**WORK TO DO:** Report each line in the records below that contains the word "railing".

======== DATA SHOWN ========

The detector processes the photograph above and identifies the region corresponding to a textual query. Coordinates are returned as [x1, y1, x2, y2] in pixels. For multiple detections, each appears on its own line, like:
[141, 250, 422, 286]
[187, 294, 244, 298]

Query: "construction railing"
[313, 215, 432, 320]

========
======== DATA SHOWN ========

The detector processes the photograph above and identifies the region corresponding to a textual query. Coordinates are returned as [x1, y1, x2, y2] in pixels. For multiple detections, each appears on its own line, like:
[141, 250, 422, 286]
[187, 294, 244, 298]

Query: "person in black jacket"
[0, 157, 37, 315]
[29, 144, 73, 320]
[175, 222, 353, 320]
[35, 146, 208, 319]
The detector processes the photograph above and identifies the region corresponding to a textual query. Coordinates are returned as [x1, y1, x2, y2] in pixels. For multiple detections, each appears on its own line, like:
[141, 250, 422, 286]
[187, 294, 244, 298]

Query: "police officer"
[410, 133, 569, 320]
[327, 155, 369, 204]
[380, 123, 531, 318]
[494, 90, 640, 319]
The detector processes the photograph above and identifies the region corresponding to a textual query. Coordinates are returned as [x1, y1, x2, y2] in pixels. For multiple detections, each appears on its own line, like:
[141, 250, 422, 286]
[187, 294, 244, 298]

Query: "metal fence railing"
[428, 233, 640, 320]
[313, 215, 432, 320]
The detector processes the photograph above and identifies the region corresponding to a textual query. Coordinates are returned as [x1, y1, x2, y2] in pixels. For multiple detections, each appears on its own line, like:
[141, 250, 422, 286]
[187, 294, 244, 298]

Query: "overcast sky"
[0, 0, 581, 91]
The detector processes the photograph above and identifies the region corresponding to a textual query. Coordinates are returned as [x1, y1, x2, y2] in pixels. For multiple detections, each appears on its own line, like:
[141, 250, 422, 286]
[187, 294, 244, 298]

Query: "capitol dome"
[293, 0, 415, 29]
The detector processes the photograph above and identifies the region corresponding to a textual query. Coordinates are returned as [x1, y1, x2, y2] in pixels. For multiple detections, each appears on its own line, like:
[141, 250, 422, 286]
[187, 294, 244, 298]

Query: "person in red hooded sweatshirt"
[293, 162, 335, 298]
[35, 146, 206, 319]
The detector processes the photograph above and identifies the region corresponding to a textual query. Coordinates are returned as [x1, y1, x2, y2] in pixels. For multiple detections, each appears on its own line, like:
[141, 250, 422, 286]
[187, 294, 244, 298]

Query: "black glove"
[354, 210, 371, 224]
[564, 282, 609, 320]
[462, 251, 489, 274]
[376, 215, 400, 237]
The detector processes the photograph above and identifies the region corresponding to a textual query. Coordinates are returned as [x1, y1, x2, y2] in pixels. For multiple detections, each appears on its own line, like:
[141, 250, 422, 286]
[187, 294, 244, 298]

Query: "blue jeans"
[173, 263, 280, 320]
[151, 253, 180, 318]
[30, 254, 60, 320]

========

**FINAL ANSWER:**
Query: "construction railing"
Query: "metal fence railing"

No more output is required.